**SOLICITUD 1**
Cite literalmente el pasaje del fragmento sobre la matanza de bisontes que comienza con "De la manada original" y continúa hasta "expresión de dolor.".
**SOLICITUD 2**
Responda brevemente, según el fragmento sobre la matanza de bisontes:
(a) ¿Qué parte de la manada original quedaba?
(b) ¿De qué modo pedía Miller café por la noche en el campamento?
(c) ¿Cuántas escopetas llevaba Miller para cazar?
**SOLICITUD 3**
Reescriba en forma de lista el párrafo del fragmento sobre la matanza de bisontes que empieza con "A medida que los bisontes", conservando sus datos principales.

**BLOQUE DE TEXTO**
************
De la manada original quedaban unas dos terceras partes, o poco más. En un trecho largo e irregular que se extendía casi una milla, el suelo estaba sembrado de montículos oscuros. Andrews tenía las rodillas en carne viva de arrastrarse al lado de Miller, pues habían seguido avanzando en dirección sur conforme la manada se desplazaba hacia allí en su perpetuo girar. Le ardían los ojos de tanta humareda y los pulmones le dolían de respirarla; el ruido de los disparos le había dado dolor de cabeza; en la palma de una mano empezaban a salirle ampollas de sujetar los cañones calientes. Había pasado la última hora apretando los dientes para reprimir cualquier expresión de dolor.
 Pero, a medida que aumentaba el dolor en distintas partes de su cuerpo, su mente pareció distanciarse de él, sobrevolarlo de alguna forma, y fue capaz de verse a sí mismo, y a Miller, con mayor claridad que antes. Durante la última hora acabó viendo a Miller como una suerte de autómata, un mecanismo puesto en marcha por el discurrir de la manada; y la matanza de bisontes, no como un ansia de sangre, de pieles o de lo que pudieran reportar, y ni siquiera al final como una descarga de la furia que anidaba en el interior de Miller; acabó viendo la matanza como una fría y ciega respuesta a la vida en la que Miller se había metido de lleno. Se miraba a sí mismo, arrastrándose entumecido detrás de Miller por el lecho del valle, recogiendo las vainas vacías, tirando del barrilete, ocupándose del rifle, limpiándolo, pasándoselo a Miller cuando lo precisaba..., se miraba y no era capaz de reconocerse ni de entender qué hacía allí.
***
 A medida que los bisontes, siguiendo su instinto, se empeñaban en alejarse del valle, la matanza se hacía más intensa. De por sí reservado y parco en palabras, Miller se obsesionó cada vez más con la matanza; incluso por la noche, en el campamento, ya ni siquiera utilizaba la voz para expresar sus necesidades más primarias; pedía café señalando simplemente la cafetera, gruñía cuando alguien pronunciaba su nombre, impartía las instrucciones a base de escuetos gestos de manos y brazos, sacudiendo la cabeza o gruñendo por lo bajo. Iba a cazar con dos escopetas, y tantos eran los disparos que los cañones de ambas llegaban casi al punto de arder.
************
**DATOS PROPORCIONADOS**
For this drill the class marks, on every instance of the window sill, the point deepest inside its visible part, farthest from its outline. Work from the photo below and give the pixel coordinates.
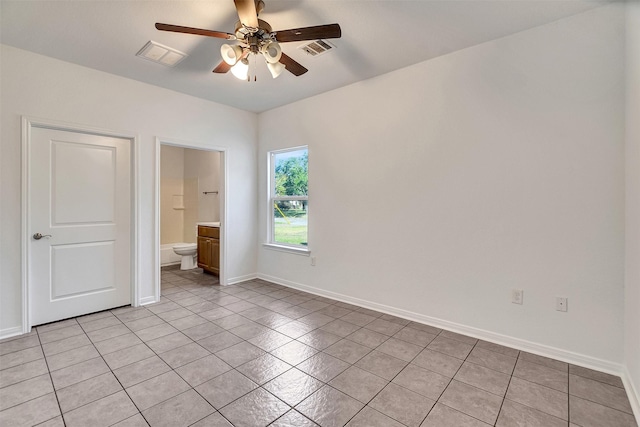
(289, 249)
************
**RESULTADO DEL EJERCICIO 1**
De la manada original quedaban unas dos terceras partes, o poco más. En un trecho largo e irregular que se extendía casi una milla, el suelo estaba sembrado de montículos oscuros. Andrews tenía las rodillas en carne viva de arrastrarse al lado de Miller, pues habían seguido avanzando en dirección sur conforme la manada se desplazaba hacia allí en su perpetuo girar. Le ardían los ojos de tanta humareda y los pulmones le dolían de respirarla; el ruido de los disparos le había dado dolor de cabeza; en la palma de una mano empezaban a salirle ampollas de sujetar los cañones calientes. Había pasado la última hora apretando los dientes para reprimir cualquier expresión de dolor.

**RESULTADO DEL EJERCICIO 2**
(a) Unas dos terceras partes, o poco más.
(b) Señalando simplemente la cafetera.
(c) Dos.

**RESULTADO DEL EJERCICIO 3**
- La matanza se intensificaba conforme los bisontes, por instinto, se empeñaban en alejarse del valle.
- Miller, de por sí reservado y parco en palabras, se obsesionó cada vez más con la matanza.
- Por la noche, en el campamento, ya no usaba la voz ni para sus necesidades más primarias:
  - pedía café señalando la cafetera;
  - gruñía cuando alguien pronunciaba su nombre;
  - daba instrucciones con escuetos gestos de manos y brazos, sacudiendo la cabeza o gruñendo por lo bajo.
- Cazaba con dos escopetas, y disparaba tanto que los cañones de ambas casi llegaban a arder.